→ WHAT YOU NEED TO DO:
The answer should be each line from the entries below that has the word "lake" in it.

Source records:
________________

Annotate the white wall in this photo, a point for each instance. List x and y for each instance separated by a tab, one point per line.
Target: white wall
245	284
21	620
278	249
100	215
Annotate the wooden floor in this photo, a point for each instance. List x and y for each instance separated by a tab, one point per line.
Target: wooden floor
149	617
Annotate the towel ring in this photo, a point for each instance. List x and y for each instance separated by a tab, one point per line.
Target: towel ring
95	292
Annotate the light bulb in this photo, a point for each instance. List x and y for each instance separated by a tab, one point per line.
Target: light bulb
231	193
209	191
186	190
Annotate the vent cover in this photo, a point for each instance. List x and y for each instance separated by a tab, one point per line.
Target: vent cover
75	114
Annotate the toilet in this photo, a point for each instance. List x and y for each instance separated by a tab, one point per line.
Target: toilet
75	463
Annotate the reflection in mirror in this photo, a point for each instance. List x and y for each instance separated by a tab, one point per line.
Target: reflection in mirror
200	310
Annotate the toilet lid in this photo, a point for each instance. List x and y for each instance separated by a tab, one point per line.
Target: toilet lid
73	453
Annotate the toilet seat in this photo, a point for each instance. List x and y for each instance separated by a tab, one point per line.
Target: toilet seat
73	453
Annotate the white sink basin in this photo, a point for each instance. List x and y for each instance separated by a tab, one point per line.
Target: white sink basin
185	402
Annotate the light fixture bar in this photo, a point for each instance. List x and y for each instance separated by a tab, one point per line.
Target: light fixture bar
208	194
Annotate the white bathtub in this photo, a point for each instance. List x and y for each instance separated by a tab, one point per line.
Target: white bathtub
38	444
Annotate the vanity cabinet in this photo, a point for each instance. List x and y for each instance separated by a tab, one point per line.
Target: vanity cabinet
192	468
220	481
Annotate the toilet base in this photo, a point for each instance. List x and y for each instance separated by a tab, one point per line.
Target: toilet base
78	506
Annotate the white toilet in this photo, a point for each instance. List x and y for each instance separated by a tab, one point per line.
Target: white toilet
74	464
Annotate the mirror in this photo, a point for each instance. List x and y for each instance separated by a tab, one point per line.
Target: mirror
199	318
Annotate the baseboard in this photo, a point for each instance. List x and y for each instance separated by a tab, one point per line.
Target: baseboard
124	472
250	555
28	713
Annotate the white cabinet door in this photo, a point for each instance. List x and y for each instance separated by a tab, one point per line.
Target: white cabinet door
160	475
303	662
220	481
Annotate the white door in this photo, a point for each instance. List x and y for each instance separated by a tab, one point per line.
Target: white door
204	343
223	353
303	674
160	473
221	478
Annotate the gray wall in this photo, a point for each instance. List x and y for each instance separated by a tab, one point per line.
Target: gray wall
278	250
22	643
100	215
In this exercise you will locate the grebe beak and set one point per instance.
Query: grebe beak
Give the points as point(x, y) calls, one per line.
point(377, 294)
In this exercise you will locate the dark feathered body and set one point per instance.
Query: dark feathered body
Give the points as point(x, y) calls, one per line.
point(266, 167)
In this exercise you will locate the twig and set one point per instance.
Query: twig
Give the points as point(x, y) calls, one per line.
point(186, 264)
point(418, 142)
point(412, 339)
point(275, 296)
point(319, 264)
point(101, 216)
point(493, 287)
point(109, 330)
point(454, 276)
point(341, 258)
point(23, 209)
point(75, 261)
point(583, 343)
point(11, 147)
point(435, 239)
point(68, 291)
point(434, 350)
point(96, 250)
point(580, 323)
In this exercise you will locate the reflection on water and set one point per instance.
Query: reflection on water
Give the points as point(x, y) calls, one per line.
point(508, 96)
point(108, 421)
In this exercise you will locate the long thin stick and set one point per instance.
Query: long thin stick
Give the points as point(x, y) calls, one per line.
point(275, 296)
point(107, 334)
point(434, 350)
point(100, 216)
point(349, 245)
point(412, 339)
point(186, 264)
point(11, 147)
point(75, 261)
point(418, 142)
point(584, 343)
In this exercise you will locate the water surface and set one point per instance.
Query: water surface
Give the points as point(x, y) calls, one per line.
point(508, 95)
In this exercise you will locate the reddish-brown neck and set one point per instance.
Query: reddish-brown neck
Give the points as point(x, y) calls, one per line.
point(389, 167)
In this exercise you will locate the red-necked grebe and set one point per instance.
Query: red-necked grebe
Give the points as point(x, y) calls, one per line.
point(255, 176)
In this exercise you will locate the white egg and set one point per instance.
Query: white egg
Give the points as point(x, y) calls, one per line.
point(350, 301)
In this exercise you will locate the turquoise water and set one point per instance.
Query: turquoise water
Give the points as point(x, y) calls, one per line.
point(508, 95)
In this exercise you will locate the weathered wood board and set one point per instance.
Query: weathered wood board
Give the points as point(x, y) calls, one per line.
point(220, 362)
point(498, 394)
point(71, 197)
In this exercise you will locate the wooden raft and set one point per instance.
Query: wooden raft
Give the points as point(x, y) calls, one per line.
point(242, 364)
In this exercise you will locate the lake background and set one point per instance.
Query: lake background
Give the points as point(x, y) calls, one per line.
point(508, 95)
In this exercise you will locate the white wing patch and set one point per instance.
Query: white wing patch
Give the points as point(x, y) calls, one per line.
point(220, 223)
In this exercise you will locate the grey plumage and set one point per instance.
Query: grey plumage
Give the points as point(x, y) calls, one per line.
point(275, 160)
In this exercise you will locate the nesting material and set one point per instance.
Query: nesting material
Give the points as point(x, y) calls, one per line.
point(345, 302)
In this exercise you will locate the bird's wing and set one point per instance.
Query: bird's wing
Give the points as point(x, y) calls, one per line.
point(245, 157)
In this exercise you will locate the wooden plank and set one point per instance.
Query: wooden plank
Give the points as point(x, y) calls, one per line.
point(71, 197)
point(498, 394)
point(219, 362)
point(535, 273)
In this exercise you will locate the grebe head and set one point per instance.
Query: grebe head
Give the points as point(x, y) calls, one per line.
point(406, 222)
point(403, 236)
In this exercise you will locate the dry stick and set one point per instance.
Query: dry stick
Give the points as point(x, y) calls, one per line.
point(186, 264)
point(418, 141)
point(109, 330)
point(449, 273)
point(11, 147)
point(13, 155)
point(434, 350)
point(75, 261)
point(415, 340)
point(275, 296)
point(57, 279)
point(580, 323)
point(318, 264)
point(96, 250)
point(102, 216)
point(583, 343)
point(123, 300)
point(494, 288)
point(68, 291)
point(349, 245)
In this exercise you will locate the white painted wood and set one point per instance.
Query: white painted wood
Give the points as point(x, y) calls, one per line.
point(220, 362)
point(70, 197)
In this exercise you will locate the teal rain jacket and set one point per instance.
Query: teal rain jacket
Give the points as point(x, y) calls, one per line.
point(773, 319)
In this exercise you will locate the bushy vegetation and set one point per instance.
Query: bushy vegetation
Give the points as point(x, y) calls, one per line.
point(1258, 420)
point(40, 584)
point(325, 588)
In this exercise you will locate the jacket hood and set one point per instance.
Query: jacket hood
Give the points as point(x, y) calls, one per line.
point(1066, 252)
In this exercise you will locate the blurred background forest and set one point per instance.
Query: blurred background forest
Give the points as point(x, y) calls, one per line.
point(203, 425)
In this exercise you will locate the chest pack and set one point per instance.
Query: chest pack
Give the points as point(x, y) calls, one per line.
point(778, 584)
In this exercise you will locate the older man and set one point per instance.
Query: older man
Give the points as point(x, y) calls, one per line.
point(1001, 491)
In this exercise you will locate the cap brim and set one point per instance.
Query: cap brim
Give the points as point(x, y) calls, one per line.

________________

→ YOUR SOLUTION:
In this exercise you will locate the lake background and set one point per instance.
Query: lake background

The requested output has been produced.